[Object location annotation data]
::::

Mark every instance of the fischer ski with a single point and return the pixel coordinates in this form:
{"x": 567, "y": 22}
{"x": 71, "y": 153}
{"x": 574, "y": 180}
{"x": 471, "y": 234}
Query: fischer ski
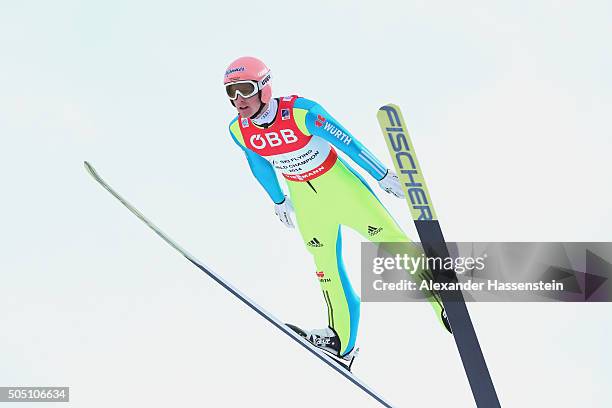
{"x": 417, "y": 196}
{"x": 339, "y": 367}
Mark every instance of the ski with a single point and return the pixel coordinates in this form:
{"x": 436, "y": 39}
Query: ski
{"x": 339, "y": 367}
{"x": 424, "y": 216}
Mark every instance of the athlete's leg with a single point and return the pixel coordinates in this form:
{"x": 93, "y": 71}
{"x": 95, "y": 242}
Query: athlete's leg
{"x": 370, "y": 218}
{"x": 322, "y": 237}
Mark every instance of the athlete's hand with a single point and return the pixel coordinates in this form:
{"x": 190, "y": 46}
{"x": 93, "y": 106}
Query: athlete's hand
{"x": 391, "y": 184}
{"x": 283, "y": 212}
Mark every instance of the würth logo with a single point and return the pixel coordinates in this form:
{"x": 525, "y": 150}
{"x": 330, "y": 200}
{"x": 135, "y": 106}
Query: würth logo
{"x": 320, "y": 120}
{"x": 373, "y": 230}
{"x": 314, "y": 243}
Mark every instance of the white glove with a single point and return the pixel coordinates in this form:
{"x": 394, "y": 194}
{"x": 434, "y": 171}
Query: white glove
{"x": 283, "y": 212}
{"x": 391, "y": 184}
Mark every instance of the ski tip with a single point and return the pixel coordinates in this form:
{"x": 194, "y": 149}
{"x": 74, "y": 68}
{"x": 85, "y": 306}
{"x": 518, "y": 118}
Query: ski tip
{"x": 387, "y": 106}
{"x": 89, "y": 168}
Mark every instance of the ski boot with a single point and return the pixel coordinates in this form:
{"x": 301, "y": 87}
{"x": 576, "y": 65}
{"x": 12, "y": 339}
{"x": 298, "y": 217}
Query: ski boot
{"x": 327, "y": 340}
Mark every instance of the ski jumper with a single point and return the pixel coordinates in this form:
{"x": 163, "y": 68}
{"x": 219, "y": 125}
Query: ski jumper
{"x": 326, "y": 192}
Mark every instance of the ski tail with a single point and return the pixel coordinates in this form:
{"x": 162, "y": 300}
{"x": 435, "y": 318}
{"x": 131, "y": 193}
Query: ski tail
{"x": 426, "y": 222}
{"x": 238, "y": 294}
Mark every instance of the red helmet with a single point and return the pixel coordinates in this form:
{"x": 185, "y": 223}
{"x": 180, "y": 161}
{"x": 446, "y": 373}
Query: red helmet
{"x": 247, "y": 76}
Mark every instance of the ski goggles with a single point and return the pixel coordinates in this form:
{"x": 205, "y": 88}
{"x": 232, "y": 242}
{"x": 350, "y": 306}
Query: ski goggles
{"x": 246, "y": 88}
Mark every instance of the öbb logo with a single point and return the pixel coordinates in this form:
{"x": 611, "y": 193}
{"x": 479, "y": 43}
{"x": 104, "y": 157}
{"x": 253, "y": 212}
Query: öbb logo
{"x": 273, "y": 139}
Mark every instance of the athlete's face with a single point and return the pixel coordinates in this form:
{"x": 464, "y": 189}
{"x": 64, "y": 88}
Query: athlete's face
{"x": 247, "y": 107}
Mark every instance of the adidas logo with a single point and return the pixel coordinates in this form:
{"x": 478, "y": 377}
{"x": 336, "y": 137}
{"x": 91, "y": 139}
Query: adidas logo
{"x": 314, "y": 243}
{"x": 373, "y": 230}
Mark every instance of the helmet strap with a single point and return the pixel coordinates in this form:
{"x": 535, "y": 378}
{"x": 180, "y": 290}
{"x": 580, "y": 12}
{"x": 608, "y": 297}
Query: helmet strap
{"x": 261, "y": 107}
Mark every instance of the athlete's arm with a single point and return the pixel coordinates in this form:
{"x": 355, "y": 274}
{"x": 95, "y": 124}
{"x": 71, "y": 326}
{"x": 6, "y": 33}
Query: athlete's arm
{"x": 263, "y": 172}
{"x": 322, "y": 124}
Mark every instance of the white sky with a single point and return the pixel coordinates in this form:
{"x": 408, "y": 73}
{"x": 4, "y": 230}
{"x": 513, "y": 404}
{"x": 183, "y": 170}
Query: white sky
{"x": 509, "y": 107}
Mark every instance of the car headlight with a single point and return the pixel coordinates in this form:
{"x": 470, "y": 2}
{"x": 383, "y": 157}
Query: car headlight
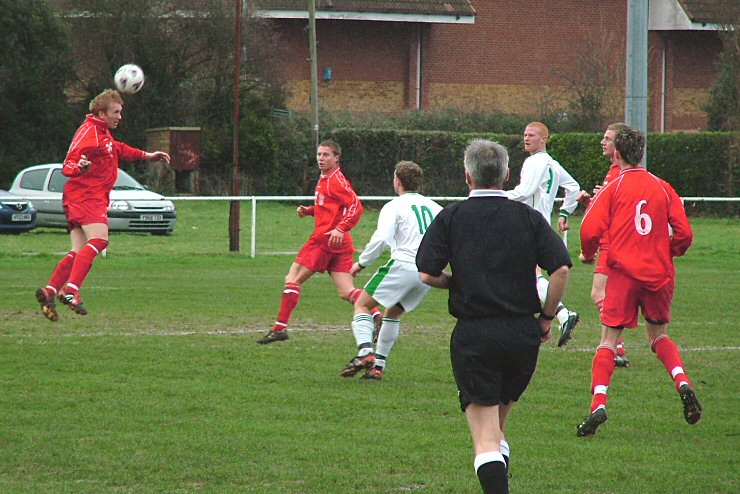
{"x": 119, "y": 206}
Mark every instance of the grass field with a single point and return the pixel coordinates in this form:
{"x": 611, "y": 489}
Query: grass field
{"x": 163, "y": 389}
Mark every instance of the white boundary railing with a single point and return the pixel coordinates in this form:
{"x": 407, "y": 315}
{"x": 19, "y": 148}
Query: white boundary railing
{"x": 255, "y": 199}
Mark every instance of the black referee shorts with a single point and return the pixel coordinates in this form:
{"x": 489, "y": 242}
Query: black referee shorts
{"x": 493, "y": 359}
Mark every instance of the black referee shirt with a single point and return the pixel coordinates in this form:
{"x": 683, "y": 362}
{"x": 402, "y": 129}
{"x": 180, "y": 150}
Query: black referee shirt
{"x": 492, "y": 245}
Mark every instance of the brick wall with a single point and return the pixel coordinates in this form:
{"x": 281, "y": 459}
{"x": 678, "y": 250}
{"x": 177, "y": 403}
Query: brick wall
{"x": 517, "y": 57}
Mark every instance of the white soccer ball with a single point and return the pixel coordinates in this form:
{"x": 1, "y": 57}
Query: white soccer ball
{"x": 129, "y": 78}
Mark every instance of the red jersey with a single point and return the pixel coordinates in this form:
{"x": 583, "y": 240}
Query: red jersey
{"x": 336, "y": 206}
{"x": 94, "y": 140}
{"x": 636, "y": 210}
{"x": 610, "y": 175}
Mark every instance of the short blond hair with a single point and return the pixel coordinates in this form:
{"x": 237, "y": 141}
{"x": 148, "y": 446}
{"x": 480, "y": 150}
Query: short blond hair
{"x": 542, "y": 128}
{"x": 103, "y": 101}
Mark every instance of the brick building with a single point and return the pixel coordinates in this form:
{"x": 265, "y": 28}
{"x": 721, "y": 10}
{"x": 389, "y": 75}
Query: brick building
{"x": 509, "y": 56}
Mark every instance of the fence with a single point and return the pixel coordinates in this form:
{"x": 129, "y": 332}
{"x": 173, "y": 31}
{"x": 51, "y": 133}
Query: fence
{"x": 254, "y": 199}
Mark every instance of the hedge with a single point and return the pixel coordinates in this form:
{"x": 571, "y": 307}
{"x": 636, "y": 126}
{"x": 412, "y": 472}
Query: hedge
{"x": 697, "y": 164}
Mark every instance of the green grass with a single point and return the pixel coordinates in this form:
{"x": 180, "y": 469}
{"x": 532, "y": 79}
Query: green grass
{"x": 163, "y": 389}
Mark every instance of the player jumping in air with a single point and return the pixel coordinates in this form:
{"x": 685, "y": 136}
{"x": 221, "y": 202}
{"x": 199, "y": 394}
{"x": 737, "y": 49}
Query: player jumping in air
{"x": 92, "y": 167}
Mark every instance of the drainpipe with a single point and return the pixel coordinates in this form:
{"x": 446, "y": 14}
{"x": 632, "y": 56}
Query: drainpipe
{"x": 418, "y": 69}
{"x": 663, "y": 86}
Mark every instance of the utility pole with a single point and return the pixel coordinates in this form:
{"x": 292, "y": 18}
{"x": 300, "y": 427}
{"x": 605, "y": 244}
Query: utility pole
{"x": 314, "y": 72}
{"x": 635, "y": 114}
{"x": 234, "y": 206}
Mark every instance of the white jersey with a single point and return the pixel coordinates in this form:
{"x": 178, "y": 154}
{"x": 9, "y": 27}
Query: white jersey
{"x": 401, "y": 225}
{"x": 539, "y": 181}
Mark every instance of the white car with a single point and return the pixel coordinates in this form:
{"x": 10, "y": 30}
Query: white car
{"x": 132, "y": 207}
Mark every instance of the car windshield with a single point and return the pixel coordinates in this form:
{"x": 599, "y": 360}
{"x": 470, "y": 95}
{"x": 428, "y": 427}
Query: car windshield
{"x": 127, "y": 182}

::::

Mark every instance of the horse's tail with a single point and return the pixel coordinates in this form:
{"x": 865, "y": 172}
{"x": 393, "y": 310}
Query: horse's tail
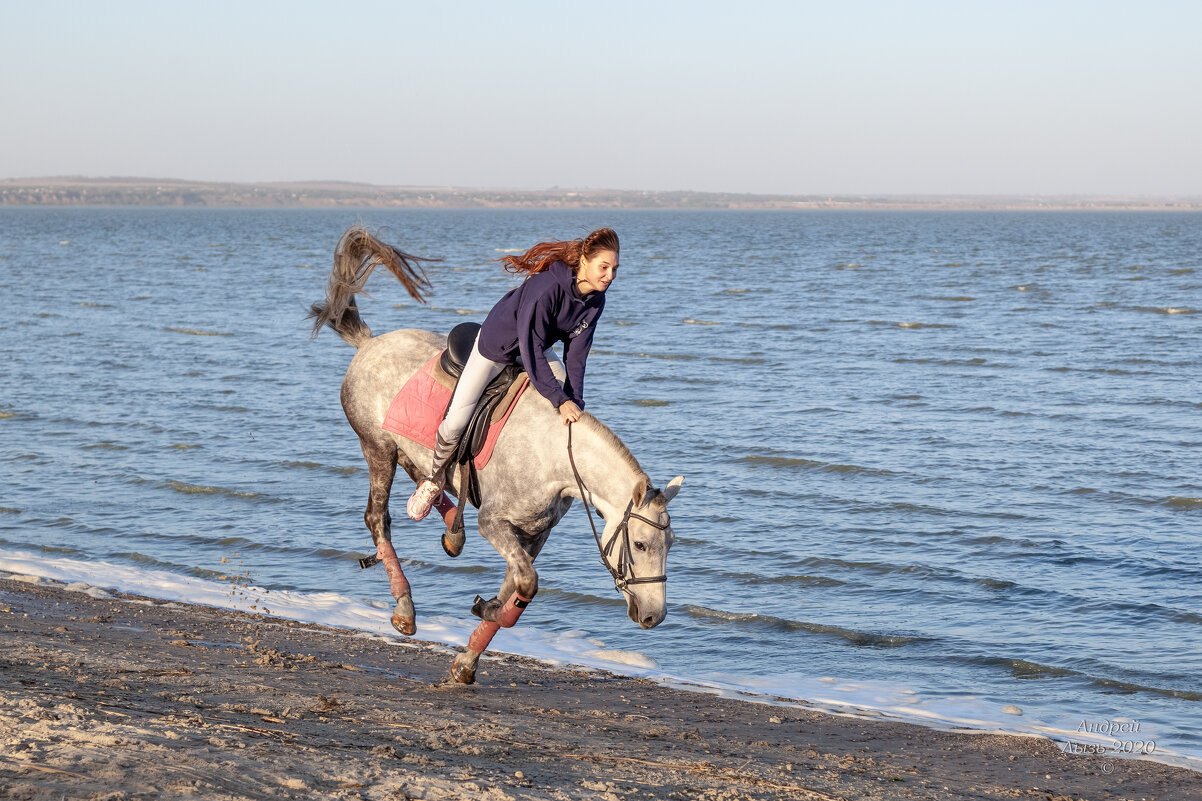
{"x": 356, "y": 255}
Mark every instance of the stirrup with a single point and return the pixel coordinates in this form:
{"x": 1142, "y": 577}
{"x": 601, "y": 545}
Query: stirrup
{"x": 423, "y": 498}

::::

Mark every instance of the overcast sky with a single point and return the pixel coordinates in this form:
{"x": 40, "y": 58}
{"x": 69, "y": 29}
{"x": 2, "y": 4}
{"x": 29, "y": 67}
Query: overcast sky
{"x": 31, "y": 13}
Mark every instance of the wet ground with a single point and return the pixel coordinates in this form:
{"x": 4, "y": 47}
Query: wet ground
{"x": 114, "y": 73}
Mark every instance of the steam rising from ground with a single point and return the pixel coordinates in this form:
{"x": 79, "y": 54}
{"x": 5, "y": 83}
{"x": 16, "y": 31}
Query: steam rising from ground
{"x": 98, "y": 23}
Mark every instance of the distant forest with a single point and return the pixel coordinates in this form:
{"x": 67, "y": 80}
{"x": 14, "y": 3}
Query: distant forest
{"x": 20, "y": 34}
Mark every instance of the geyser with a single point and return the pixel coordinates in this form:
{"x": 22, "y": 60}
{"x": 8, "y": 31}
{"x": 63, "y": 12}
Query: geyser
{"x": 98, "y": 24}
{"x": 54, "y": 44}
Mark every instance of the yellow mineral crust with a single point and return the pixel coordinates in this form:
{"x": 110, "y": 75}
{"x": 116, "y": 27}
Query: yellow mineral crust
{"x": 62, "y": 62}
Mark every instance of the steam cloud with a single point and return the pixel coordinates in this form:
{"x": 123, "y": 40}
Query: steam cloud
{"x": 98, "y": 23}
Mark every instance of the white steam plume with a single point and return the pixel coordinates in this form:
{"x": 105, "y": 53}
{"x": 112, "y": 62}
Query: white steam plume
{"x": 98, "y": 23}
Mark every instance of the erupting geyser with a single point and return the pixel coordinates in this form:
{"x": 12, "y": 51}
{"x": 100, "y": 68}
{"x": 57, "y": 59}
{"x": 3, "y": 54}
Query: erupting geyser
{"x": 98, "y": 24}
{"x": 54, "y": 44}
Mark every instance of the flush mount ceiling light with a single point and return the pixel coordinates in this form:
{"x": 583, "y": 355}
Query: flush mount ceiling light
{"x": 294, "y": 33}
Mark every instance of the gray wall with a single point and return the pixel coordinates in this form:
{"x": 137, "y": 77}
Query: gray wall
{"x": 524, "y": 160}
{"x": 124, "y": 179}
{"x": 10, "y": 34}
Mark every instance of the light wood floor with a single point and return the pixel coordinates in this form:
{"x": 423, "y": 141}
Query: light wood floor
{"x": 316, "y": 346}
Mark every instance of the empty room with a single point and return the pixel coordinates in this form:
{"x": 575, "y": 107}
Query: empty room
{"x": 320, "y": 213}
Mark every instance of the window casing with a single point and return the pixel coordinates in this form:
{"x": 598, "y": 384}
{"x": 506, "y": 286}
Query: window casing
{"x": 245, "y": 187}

::::

What to produce: Copy out every line of the material that contains the string "hand". Case counts.

Exercise solution:
Mark every instance of the athlete's hand with a single point and return the pixel coordinates in this form:
Query: athlete's hand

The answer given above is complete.